#### Entries supplied
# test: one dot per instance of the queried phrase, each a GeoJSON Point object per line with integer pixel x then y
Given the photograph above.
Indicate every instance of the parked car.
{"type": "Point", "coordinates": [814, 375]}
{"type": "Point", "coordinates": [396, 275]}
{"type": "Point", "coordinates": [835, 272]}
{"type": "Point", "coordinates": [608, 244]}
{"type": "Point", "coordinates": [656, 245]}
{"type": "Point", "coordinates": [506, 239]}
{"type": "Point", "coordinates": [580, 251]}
########
Challenge: Rewrite the entries, substituting "parked vehicle" for "parked car" and leaving everything else unchanged.

Complete response:
# test: one dot per instance of the queried phrase, each a GeoJSON Point object per line with integer pixel x then y
Given the photograph above.
Indicate every instance of the parked vehicle.
{"type": "Point", "coordinates": [814, 375]}
{"type": "Point", "coordinates": [396, 275]}
{"type": "Point", "coordinates": [835, 272]}
{"type": "Point", "coordinates": [608, 244]}
{"type": "Point", "coordinates": [656, 245]}
{"type": "Point", "coordinates": [506, 239]}
{"type": "Point", "coordinates": [580, 251]}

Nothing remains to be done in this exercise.